Short task:
What do the lines from the one containing "Target: sunlit snow surface" through the end of the entries say? Quote them exactly, and only them.

Data excerpts:
________________________________________
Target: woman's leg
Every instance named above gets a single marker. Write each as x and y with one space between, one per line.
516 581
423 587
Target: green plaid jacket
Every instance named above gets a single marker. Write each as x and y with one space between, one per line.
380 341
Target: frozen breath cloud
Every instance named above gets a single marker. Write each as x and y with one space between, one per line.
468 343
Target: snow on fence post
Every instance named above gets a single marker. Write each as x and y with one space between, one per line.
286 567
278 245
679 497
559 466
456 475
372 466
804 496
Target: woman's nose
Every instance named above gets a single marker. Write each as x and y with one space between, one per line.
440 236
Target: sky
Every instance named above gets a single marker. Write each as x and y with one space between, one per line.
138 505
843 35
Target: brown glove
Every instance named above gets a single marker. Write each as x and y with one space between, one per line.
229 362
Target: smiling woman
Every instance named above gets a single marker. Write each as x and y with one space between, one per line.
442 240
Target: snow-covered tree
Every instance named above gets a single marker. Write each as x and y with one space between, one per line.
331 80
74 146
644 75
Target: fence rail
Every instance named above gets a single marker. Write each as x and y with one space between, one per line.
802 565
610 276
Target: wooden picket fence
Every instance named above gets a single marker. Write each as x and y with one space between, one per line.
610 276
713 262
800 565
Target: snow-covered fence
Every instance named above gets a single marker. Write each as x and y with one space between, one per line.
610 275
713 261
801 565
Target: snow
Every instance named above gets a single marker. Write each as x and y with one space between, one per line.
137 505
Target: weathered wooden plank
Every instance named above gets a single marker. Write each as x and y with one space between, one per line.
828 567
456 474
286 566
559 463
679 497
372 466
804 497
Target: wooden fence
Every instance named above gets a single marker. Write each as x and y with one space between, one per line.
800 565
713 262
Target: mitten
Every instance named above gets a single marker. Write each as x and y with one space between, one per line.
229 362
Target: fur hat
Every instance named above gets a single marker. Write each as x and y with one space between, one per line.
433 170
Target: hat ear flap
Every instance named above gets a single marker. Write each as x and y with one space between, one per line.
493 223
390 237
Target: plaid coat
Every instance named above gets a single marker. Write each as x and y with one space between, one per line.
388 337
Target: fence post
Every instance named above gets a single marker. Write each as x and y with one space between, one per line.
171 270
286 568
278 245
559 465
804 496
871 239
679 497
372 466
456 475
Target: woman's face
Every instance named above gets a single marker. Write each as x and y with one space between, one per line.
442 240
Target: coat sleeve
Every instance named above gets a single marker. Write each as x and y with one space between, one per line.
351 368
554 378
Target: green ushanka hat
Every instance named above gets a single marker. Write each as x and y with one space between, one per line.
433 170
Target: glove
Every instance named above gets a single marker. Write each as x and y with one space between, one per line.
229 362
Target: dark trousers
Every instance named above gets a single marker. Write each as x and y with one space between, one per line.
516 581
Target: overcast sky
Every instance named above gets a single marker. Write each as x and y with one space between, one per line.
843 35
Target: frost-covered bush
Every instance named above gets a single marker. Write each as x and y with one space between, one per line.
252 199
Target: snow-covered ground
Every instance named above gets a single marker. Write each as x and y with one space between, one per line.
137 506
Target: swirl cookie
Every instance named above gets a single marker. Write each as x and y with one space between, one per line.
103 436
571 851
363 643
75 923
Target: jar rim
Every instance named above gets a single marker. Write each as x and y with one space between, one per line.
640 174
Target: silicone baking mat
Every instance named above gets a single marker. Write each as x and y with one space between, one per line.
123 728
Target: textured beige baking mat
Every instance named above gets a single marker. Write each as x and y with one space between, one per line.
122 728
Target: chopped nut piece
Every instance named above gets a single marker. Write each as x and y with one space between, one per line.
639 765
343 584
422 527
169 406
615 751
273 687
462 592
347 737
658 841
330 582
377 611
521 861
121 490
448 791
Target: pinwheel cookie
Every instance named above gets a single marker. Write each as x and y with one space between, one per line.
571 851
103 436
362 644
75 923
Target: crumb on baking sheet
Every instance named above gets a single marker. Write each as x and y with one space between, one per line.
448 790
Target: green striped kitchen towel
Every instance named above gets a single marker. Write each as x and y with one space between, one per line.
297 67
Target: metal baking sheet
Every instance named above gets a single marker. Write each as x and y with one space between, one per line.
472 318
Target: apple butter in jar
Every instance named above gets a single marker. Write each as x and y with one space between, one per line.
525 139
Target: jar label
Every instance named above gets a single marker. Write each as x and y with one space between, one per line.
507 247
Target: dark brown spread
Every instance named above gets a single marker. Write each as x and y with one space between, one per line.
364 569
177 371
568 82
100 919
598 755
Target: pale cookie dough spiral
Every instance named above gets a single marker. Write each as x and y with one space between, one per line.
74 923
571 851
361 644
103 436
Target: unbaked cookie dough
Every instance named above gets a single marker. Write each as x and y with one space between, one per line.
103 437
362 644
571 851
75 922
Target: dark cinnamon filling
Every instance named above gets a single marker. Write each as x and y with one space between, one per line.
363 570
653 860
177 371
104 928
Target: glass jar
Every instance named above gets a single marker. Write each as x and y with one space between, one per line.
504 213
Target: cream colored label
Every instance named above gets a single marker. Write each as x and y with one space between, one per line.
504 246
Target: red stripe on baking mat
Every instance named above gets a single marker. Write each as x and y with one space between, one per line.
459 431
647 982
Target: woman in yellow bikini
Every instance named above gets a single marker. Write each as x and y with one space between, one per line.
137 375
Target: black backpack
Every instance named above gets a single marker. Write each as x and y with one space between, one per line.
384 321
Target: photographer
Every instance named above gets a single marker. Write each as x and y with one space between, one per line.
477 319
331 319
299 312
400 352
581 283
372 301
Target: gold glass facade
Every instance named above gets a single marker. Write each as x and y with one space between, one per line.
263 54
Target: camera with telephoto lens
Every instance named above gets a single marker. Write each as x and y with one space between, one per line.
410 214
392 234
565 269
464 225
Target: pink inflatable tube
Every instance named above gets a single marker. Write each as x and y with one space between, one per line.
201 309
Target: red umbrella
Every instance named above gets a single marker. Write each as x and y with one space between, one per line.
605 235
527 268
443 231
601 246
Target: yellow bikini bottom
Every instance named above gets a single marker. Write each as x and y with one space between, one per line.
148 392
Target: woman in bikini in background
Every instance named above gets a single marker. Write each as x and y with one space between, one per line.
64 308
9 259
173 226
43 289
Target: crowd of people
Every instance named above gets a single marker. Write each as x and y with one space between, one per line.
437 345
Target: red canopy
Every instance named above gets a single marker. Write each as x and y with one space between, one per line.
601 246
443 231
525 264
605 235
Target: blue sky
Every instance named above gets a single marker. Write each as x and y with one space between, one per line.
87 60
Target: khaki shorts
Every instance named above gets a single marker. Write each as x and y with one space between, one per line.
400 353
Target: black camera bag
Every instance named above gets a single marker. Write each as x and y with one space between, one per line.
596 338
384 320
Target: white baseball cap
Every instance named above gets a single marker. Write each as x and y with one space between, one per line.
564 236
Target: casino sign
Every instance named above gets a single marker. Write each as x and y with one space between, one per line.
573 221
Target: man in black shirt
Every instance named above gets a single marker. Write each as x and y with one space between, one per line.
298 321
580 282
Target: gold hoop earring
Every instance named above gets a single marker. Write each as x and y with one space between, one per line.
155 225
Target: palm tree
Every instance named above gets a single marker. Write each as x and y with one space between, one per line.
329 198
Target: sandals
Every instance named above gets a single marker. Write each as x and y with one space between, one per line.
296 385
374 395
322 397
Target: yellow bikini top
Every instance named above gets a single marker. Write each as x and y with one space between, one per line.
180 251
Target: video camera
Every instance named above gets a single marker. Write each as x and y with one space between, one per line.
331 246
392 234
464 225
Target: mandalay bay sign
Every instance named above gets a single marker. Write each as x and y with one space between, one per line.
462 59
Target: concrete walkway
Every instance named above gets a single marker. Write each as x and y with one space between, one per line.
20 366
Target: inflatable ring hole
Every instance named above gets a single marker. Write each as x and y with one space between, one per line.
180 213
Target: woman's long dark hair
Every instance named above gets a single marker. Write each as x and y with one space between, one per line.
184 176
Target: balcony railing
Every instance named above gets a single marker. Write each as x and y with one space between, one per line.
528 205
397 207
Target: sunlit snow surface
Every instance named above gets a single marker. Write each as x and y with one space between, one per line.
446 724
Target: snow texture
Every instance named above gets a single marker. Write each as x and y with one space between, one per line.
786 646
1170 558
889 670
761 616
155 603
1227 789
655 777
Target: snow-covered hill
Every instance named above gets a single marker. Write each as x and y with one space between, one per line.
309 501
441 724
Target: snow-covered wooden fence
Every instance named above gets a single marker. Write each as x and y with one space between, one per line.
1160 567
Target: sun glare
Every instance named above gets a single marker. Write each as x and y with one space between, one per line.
________________________________________
Complete output:
Target: sunlit snow surface
Every instance named above gets a single marker. Write each as x and y with one space between, one per line.
446 724
Target: snow texture
Every instance named above gets a single marker. Write each as x and y with one space between, one per line.
786 646
1170 558
889 670
761 616
155 603
1227 789
655 777
Target: snow-covered hill
Every instance named above gets a single marker. Write each as x and y with one space between, one per line.
309 501
441 724
Target: snow-covered wooden fence
Every instance named above gets a single marker. Write each as x and y with one space between, one per line.
1160 567
Target: sun glare
Every instance named above gets a single marker. Write each as x and y with one space between, one per line.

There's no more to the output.